### Instructions for the task
Please reproduce every line of the material below, word for word and without any change.

### Listed entries

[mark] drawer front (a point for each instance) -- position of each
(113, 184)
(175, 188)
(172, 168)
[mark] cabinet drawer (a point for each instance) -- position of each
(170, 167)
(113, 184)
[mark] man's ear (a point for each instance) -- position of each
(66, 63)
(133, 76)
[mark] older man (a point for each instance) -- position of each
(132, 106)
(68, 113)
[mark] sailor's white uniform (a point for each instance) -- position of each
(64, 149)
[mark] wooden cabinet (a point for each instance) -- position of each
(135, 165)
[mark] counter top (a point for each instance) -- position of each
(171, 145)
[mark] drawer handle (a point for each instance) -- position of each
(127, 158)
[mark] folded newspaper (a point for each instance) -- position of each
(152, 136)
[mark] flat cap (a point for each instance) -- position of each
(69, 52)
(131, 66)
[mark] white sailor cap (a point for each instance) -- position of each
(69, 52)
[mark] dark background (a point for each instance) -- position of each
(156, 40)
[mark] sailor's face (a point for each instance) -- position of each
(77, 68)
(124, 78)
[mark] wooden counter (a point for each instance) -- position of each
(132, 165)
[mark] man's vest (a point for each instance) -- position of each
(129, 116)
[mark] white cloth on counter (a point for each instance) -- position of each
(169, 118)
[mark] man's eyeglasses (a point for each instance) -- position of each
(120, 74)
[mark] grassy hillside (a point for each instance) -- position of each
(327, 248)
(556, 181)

### Written solution
[mark] drawer front (a point for each instance) -- position of each
(113, 184)
(175, 188)
(172, 168)
[mark] cabinet drawer (a point for each instance) -- position of each
(170, 167)
(113, 184)
[mark] man's ear (a point for each instance) -- position of each
(66, 63)
(133, 76)
[mark] older man (a point for each instance) -- position of each
(132, 106)
(68, 113)
[mark] sailor's white uniform (a point for each instance) -- position of each
(64, 149)
[mark] wooden cabinet (a point for each instance) -- position of each
(135, 165)
[mark] counter top (a point for each instance) -- position of each
(171, 145)
[mark] drawer handle (a point for each instance) -- position of each
(127, 158)
[mark] folded newspaper (a point for each instance) -- position of each
(152, 136)
[mark] flat cap (a point for each instance) -- position of each
(69, 52)
(131, 66)
[mark] white sailor cap (a point for each instance) -- position of each
(69, 52)
[mark] dark background (a point for each instance) -- position of each
(156, 40)
[mark] sailor's face (a point for each instance) -- position of each
(77, 68)
(124, 78)
[mark] wooden counter (a point for each instance) -- position of each
(132, 165)
[mark] man's vest (a point for each instance) -- position of each
(129, 116)
[mark] white cloth on counter (a point for each instance) -- position of each
(169, 118)
[mark] man's eyeglasses (a point for each instance) -- position of each
(120, 74)
[mark] grassy hillside (a point for each instance) -- position of each
(327, 248)
(556, 181)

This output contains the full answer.